DO THIS: Count the lines below that contain the word "machine", and reply with that number alone.

EXERCISE INPUTS:
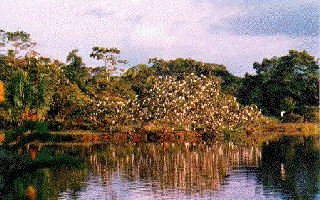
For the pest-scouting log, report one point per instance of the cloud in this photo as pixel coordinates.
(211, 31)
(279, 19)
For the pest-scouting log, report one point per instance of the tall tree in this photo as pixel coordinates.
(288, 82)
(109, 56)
==
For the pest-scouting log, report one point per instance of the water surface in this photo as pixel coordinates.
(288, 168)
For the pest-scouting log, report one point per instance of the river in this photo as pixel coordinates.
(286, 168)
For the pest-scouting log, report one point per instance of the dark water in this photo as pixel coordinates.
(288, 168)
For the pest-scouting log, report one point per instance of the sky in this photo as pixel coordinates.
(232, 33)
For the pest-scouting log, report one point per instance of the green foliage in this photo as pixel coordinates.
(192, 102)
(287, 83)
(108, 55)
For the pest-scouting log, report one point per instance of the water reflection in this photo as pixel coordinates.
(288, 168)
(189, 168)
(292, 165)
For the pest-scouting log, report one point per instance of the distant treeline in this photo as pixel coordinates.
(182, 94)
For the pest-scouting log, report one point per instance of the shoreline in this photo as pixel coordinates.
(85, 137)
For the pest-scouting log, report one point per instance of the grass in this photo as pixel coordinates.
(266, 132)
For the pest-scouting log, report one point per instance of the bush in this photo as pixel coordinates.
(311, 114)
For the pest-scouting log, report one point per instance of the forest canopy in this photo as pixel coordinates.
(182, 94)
--
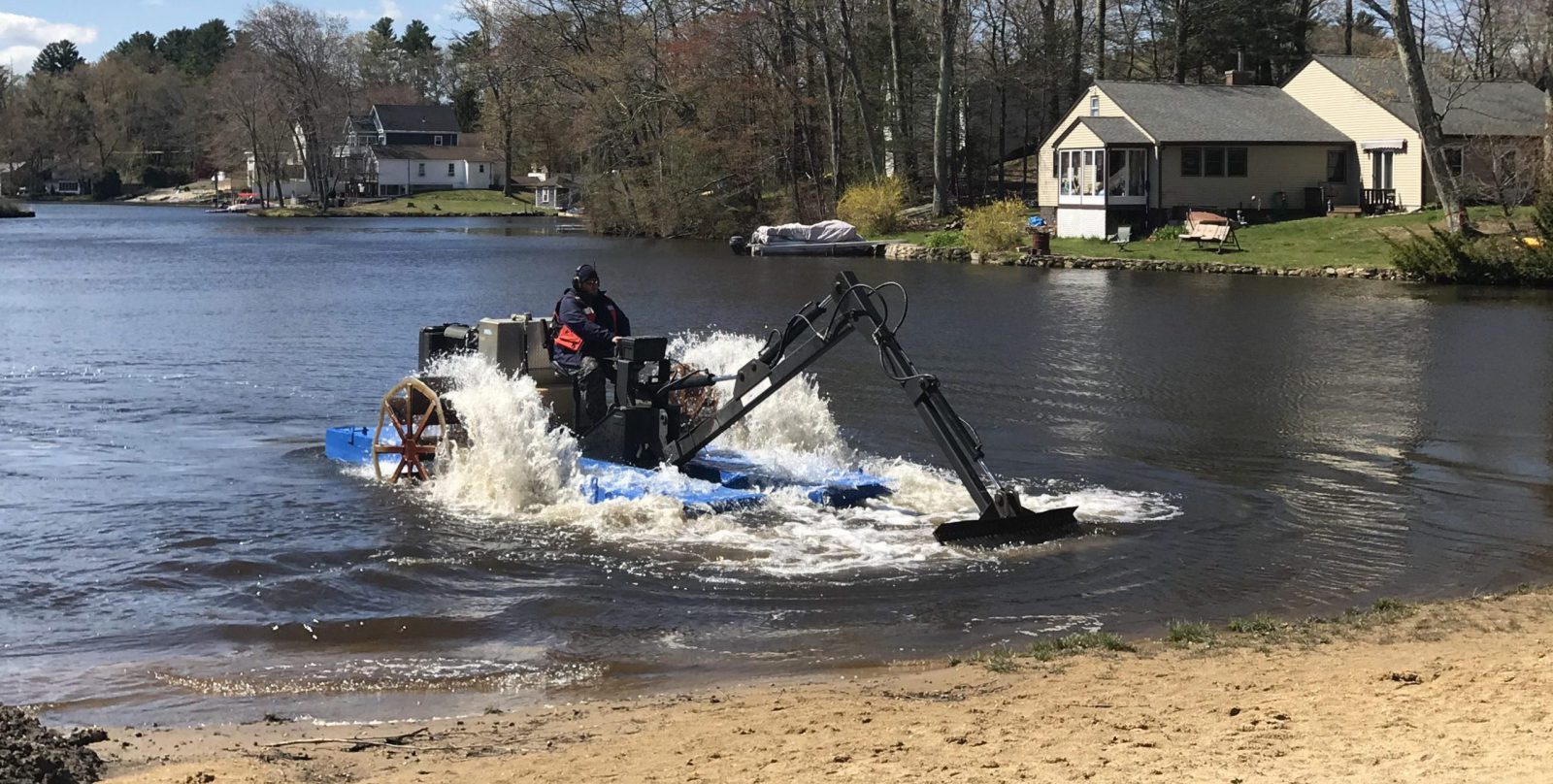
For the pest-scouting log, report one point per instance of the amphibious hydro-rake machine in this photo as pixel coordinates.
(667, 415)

ANSWER TO THE PROBLEM: 1